En relación con la eficacia salvadora de la fe, que había extraído de la Biblia, nuevas verdades, llenas de significado, se desplegaban ante él. Por otra parte, los dogmas de la Iglesia que encontraba que no tenían justificación en la Escritura, ni armonizaban con la doctrina bíblica de la salvación, se desvanecían con frecuencia de su atención, y perecían incluso antes de que fuera plenamente consciente de su vacuidad. El nuevo conocimiento había madurado en él antes de que la vieja cáscara fuera desechada.
Así aprendió ahora y enseñó a otros a comprender de nuevo el significado del sacramento cristiano de la Cena del Señor. La Iglesia de la Edad Media contemplaba con asombro en este sacramento el milagro de la transubstanciación. El cuerpo de nuestro Señor, además, aquí presente como objeto de adoración, debía servir sobre todo como la repetición incruenta del sacrificio cruento por el pecado en el Gólgota, para ser ofrecido a Dios por el bien de la cristiandad y la humanidad. Ofrecer ese sacrificio era el acto más elevado del que podía presumir el sacerdocio, al ser considerado digno de realizarlo por Dios.
-*-*-
▶ Qué hacer:
Transcribe del texto el fragmento que empieza con "Así aprendió ahora" y sigue hasta "realizarlo por Dios.". Para responder, basta con la información del texto.
-*-*-
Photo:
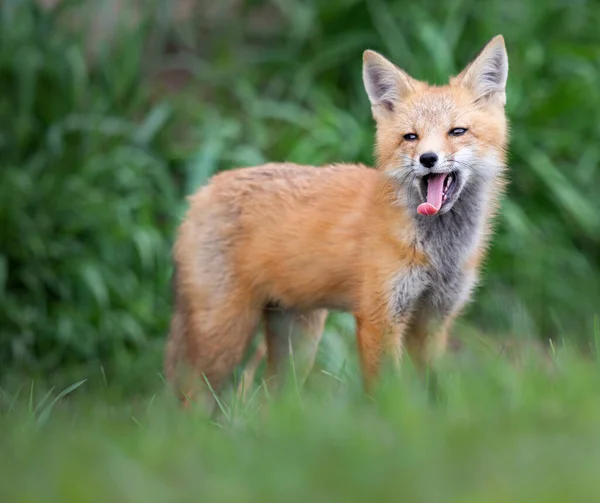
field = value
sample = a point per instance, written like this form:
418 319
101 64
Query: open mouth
439 187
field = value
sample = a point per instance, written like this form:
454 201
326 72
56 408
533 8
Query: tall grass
493 432
95 160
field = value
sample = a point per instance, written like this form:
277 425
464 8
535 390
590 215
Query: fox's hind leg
205 345
292 334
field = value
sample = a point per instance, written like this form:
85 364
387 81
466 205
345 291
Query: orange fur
283 242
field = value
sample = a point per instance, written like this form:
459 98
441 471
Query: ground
493 428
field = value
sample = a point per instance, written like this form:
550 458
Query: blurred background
111 112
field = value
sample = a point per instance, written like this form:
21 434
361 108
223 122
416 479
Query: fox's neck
449 239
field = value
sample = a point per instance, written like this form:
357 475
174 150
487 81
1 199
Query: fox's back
290 234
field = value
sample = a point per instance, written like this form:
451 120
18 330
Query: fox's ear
486 75
385 83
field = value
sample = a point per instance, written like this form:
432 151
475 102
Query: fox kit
399 245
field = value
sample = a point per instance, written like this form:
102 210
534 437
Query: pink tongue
435 189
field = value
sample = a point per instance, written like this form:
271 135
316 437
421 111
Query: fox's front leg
385 317
378 340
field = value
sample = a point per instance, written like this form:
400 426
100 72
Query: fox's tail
250 369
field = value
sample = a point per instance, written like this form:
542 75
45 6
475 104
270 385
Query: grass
493 431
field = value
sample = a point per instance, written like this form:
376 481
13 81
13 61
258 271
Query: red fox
399 245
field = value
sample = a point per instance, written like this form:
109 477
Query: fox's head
440 141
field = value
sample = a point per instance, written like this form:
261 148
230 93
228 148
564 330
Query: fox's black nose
428 159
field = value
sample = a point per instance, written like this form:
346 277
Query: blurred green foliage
87 199
94 166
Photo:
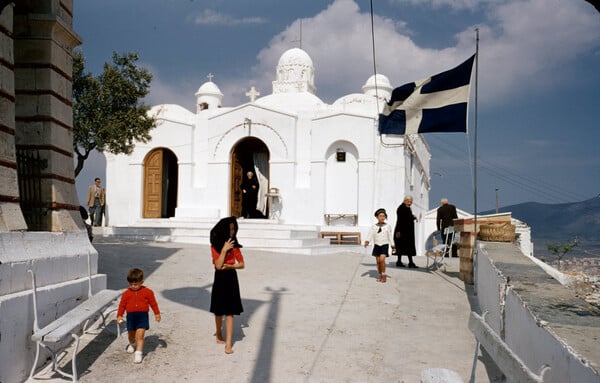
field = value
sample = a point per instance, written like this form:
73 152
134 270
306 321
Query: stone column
11 217
43 43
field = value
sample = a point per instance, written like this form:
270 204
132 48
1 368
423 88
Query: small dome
295 56
382 85
209 89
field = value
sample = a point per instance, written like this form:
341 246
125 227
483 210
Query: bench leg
74 360
37 357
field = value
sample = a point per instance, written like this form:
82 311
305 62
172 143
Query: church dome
208 96
209 88
378 84
295 73
295 56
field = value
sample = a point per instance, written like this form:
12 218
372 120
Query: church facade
317 163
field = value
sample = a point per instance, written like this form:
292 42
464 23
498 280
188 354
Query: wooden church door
153 171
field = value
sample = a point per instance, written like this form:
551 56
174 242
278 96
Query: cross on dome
252 93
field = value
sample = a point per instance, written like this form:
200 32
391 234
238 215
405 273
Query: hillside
561 223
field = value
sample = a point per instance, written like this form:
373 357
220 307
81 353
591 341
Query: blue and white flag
437 104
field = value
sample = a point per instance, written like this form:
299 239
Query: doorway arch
249 154
160 184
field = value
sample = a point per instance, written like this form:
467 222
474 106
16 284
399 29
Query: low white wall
530 338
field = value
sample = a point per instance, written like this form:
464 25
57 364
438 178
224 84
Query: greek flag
437 104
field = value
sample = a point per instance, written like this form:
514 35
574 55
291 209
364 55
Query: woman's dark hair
219 234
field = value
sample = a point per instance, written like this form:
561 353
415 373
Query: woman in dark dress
225 299
404 233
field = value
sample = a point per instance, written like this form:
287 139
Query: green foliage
560 249
108 112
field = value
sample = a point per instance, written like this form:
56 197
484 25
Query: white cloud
522 44
210 17
454 4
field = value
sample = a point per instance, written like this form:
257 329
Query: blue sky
538 104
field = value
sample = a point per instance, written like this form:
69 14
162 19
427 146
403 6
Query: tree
560 249
108 112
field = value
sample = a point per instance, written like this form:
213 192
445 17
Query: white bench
74 322
329 217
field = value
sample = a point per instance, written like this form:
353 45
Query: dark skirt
225 298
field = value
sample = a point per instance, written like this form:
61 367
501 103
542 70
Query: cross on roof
252 93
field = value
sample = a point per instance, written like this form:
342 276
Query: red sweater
138 301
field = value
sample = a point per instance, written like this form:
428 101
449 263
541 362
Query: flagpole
475 156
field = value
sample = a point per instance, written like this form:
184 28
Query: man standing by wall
95 201
446 214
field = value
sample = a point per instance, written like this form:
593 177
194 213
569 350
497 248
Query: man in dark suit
446 214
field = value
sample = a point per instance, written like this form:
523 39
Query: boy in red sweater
137 300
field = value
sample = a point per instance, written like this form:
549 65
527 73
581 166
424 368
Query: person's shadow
198 297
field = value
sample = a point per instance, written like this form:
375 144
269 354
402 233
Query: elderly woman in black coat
404 233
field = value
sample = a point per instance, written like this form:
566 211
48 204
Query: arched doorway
160 184
249 154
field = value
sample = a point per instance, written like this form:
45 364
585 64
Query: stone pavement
306 319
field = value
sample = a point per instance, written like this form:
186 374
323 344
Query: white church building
-*-*-
▶ Respuesta del ejercicio:
Así aprendió ahora y enseñó a otros a comprender de nuevo el significado del sacramento cristiano de la Cena del Señor. La Iglesia de la Edad Media contemplaba con asombro en este sacramento el milagro de la transubstanciación. El cuerpo de nuestro Señor, además, aquí presente como objeto de adoración, debía servir sobre todo como la repetición incruenta del sacrificio cruento por el pecado en el Gólgota, para ser ofrecido a Dios por el bien de la cristiandad y la humanidad. Ofrecer ese sacrificio era el acto más elevado del que podía presumir el sacerdocio, al ser considerado digno de realizarlo por Dios.